## SHORT PROBLEM
Reproduce every line of the records below without any changes, leaving out the pictures.

## start RECORDS PROVIDED

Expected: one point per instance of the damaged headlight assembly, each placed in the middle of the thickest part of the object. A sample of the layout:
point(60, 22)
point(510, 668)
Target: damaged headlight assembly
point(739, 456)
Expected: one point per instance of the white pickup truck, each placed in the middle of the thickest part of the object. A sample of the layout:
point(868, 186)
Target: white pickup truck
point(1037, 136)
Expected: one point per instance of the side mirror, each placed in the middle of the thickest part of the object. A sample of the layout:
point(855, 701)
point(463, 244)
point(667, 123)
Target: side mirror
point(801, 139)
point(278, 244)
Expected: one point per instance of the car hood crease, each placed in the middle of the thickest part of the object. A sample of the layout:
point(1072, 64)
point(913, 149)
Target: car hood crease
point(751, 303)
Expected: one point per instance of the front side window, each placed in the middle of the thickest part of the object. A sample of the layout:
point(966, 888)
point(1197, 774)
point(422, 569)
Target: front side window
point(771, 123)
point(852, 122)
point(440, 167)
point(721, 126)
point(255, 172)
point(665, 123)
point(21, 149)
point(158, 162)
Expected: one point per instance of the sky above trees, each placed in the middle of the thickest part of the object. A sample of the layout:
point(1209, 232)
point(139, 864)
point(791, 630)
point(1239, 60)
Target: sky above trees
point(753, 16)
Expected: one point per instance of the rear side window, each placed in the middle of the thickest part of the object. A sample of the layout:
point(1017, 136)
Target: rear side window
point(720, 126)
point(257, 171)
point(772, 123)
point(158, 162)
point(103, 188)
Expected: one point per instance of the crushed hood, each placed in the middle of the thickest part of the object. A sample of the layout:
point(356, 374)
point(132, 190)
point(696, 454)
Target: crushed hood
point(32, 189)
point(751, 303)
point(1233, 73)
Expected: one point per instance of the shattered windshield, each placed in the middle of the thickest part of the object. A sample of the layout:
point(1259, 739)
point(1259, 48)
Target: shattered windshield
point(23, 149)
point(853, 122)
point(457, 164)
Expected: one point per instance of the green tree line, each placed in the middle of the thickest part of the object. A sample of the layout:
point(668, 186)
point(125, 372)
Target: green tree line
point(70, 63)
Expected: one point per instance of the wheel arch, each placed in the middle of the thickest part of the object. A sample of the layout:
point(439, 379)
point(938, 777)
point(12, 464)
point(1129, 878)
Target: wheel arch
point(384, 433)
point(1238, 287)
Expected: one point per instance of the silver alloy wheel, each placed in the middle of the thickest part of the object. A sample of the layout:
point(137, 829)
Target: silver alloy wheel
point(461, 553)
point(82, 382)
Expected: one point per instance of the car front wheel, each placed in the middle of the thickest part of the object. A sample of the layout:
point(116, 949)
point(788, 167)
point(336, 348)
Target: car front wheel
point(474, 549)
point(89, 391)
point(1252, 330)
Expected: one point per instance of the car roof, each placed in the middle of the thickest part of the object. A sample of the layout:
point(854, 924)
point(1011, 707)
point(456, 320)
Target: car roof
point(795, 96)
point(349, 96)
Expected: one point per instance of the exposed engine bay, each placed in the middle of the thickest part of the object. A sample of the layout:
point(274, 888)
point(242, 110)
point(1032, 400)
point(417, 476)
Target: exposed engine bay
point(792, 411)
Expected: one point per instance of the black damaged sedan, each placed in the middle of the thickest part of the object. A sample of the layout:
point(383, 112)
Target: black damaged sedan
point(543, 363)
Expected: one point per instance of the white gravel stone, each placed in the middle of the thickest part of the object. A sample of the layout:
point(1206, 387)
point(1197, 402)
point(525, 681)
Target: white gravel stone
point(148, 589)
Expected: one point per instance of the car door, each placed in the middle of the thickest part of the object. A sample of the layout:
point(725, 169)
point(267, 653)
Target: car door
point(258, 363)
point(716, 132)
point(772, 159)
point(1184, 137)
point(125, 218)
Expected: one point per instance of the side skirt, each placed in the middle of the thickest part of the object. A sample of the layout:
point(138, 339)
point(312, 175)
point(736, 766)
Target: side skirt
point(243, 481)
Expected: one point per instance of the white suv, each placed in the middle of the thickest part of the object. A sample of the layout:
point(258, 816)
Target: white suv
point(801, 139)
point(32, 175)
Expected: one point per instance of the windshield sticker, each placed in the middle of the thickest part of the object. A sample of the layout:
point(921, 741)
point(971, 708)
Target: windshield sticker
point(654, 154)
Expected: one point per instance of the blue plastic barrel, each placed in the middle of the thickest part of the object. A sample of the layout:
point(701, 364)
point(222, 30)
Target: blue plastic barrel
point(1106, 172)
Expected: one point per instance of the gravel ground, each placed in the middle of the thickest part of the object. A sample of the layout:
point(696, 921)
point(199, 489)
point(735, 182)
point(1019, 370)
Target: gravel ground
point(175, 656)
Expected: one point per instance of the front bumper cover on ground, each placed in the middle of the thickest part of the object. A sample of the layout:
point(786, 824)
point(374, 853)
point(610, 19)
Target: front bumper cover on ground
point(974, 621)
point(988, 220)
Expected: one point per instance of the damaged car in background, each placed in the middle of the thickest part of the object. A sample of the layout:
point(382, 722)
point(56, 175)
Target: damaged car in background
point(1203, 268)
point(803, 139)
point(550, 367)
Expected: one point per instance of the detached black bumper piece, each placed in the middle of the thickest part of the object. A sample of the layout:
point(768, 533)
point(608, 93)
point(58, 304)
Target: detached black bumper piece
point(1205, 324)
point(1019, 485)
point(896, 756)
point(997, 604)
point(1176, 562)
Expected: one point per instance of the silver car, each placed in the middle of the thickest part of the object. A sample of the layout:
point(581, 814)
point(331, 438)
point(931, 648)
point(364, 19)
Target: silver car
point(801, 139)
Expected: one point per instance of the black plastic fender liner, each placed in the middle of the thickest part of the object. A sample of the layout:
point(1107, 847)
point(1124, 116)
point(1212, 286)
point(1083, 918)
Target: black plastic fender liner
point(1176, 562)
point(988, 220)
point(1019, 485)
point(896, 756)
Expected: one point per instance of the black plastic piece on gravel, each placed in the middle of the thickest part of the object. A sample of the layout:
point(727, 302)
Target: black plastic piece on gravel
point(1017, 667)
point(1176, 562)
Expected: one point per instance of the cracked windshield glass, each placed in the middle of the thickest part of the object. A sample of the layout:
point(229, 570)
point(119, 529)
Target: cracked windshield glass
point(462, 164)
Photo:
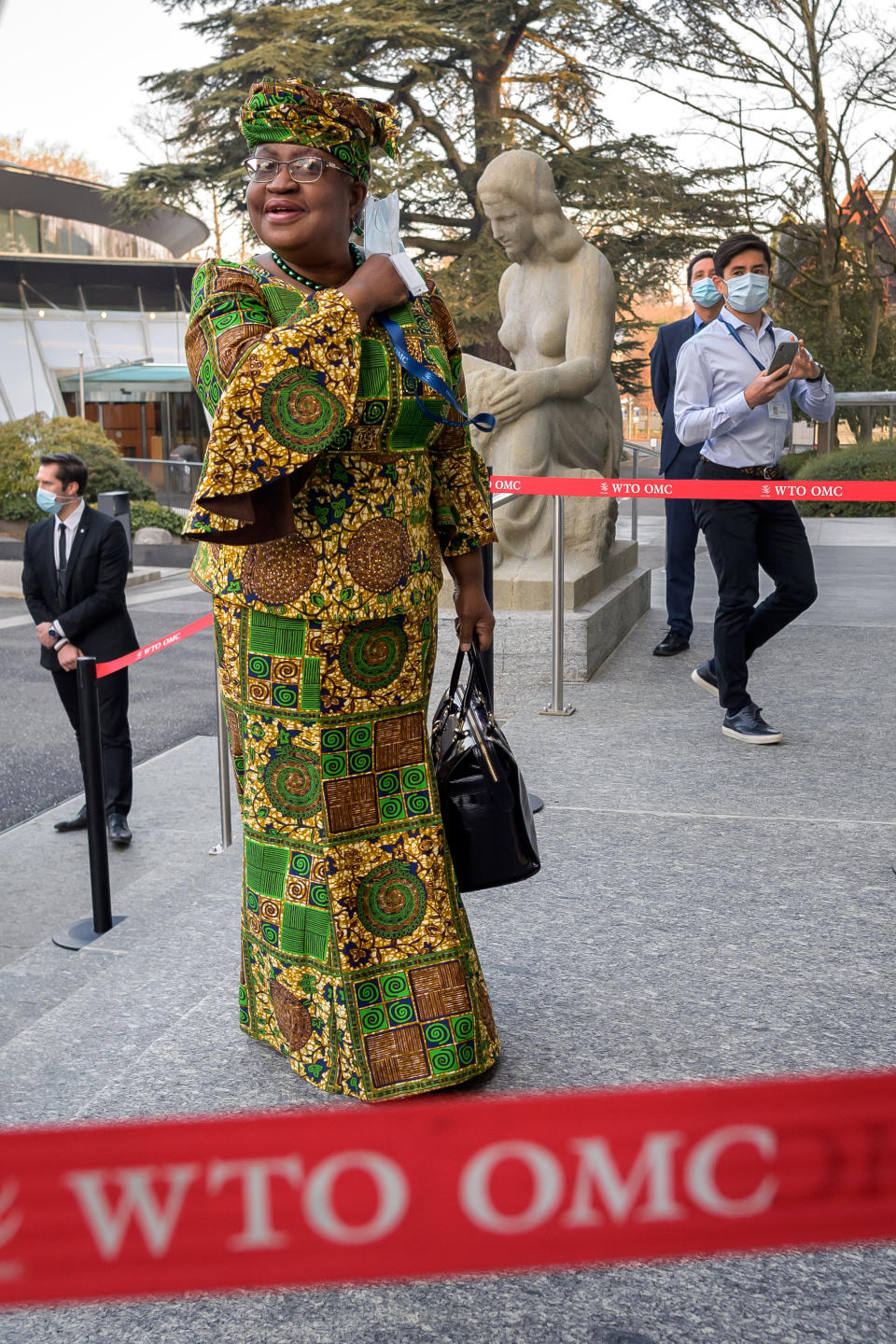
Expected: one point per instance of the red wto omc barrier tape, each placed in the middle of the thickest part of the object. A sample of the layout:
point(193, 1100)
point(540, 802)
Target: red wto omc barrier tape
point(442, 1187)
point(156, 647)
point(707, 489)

## end RECORDS PROVIDED

## SOLUTION
Expected: one point per instance of the damaged headlight assembly, each placed in the middle of the thickest part of the object. A sample of the layout:
point(60, 22)
point(510, 668)
Target: damaged headlight assembly
point(739, 456)
Expected: one point per instance of the white pickup truck, each placed in the middle of the thickest part of the object. A sample of the layout:
point(868, 186)
Target: white pickup truck
point(1037, 136)
Expected: one point per instance of the side mirror, each placed in the middle of the thickest part of the object. A sample of the layout:
point(855, 701)
point(463, 244)
point(667, 123)
Target: side mirror
point(801, 139)
point(278, 244)
Expected: one point per instance of the car hood crease, each placed in the middle of the thickest part of the object. A sample of the layout:
point(1072, 64)
point(913, 149)
Target: car hood crease
point(751, 303)
Expected: one point per instance of the front side window, each placed in the middle of the thickest part of the object. A sample of the layout:
point(966, 888)
point(1197, 774)
point(422, 569)
Target: front side window
point(771, 123)
point(852, 122)
point(440, 167)
point(721, 126)
point(255, 172)
point(665, 123)
point(21, 149)
point(158, 162)
Expected: one point per instance of the sky above trees, each placed in the middle of the thickest part of the object. A sample of the layout:
point(1209, 232)
point(139, 864)
point(791, 630)
point(1239, 60)
Target: sky above trees
point(753, 16)
Expected: one point per instance of the rear side window, each placed in the middle of the thickest part of the object. A sample of the layout:
point(1017, 136)
Target: rear side window
point(720, 126)
point(257, 171)
point(772, 123)
point(158, 162)
point(103, 188)
Expected: one point per instance of the crushed hood, each placed in the middle of the thickest part of the object. A sample of the layout:
point(356, 374)
point(132, 190)
point(696, 454)
Target: crushed hood
point(32, 189)
point(751, 303)
point(1233, 73)
Expected: one point per instance of the shattered windshield, each placed in the middle of the thickest part of the object. A sample of the layout:
point(1259, 739)
point(1259, 48)
Target: shattered windshield
point(23, 149)
point(853, 122)
point(457, 164)
Expected: one point per instance of the green tree line, each placed in the middle of the thickest part of the object. A sample of the layout:
point(668, 186)
point(125, 372)
Target: green tree line
point(70, 63)
Expected: one point per instance of the wheel arch, each placed in the middle of the thickest part of the object. A sample of the layout:
point(439, 379)
point(938, 777)
point(12, 464)
point(1129, 878)
Target: wheel arch
point(384, 433)
point(1238, 287)
Expected: one point per instance of the silver alloy wheel, each placed in the middle of the thickest part of the object. A sample of the layout:
point(137, 829)
Target: silver alloy wheel
point(461, 553)
point(82, 382)
Expected: one point per instance of the car front wheel, each placed in the middle of the thickest part of the object. A sample of the layout:
point(116, 949)
point(788, 167)
point(336, 348)
Target: car front wheel
point(474, 549)
point(89, 391)
point(1252, 330)
Expected: one point per instance of the car roof, each placed in the middle of the thickest part of the object. A sample of the layout:
point(854, 924)
point(1011, 707)
point(456, 320)
Target: car roof
point(795, 96)
point(349, 96)
Expected: one point per instance of the exposed engine bay, each placed in the middle of the thickest part of the object. A sample of the layout:
point(274, 888)
point(242, 110)
point(1032, 400)
point(417, 476)
Target: exposed engine bay
point(792, 411)
Expected: one point per instance of the black damaged sedan, each placed in the middle of the thickest part of the object. A sample of the layout:
point(383, 112)
Target: black damaged sedan
point(543, 363)
Expected: one point per instance of the white gravel stone, each placed in the middle of the thickest part of the object. A sample of the layout:
point(1206, 387)
point(1197, 402)
point(525, 681)
Target: white gravel stone
point(148, 589)
Expected: one point per instance of the car door, each placed in the middle of the thickest part of the object. A sample of the layout:
point(725, 169)
point(267, 653)
Target: car door
point(258, 363)
point(716, 132)
point(772, 159)
point(1184, 137)
point(125, 218)
Expected: one point per instance of the side skirt, each placed in the middle of the thickest part of the object. A sample of the layout:
point(138, 339)
point(312, 175)
point(736, 766)
Target: side skirt
point(243, 481)
Expected: one point per instance of the white suv, each placed in the middle of the thickest part of the object. A sample of the layout:
point(258, 816)
Target: white suv
point(801, 139)
point(32, 175)
Expected: one point per instance of the windshield sticker, each placed in the middle of the thickest part of the object. A sample of the layout:
point(921, 741)
point(971, 708)
Target: windshield sticker
point(654, 154)
Expected: one point per instance of the blue plastic barrel, each placed in the middle of the thickest part of the object. A sample of the layout:
point(701, 364)
point(222, 30)
Target: blue plastic barrel
point(1106, 172)
Expected: one point per instance of the gravel ground, each placed in the middle of the thickest part of the object. A sample of the layout:
point(696, 921)
point(199, 489)
point(735, 182)
point(1019, 370)
Target: gravel ground
point(175, 656)
Expected: one point per instance of the front bumper cover on ground, each placed in the middle of the thickest part of the object. A sample of the layout:
point(786, 824)
point(374, 853)
point(610, 19)
Target: front bumper cover on ground
point(974, 621)
point(988, 220)
Expected: one point per instance of the damaged car in background, each placed in the middle of the thickest part of the object. A sample of the layout:
point(382, 722)
point(56, 175)
Target: damaged car in background
point(1203, 268)
point(803, 139)
point(550, 367)
Expected: one point per instance of the detached black bumper piece, each placed in the middle of the thickest part of the object. A sample of the layout:
point(768, 533)
point(608, 93)
point(58, 304)
Target: detached black bumper piece
point(1205, 324)
point(1019, 485)
point(896, 756)
point(997, 604)
point(1176, 562)
Expected: one point per instance of the silver car, each placed in the middle of the thickest part of the object. A sample of the layout:
point(581, 814)
point(331, 438)
point(931, 648)
point(364, 19)
Target: silver car
point(801, 139)
Expected: one point per instance of the black plastic fender liner, each placed in the middle of the thickest part of the object. A sample of the layout:
point(1107, 847)
point(1124, 116)
point(1212, 286)
point(1083, 918)
Target: black plastic fender liner
point(1176, 562)
point(988, 220)
point(1019, 485)
point(896, 756)
Expected: one point per instance of the black plastic piece on gravel, each placed in the middle of the thickest part of the object. A sample of the layout:
point(727, 302)
Target: black plastic piece on gravel
point(1017, 667)
point(1176, 562)
Expected: one point per instance of the cracked windshield glass, each placed in the middle of the thickest part of the object. A sample of the layout:
point(229, 570)
point(119, 529)
Target: cracked windshield glass
point(462, 164)
Photo:
Expected: one point per instance of the red wto omc barrier tape, each placed in the middle of the thickest part of the object. A sample of the layout:
point(193, 1100)
point(540, 802)
Target: red wto omc barrier tape
point(442, 1187)
point(156, 647)
point(707, 489)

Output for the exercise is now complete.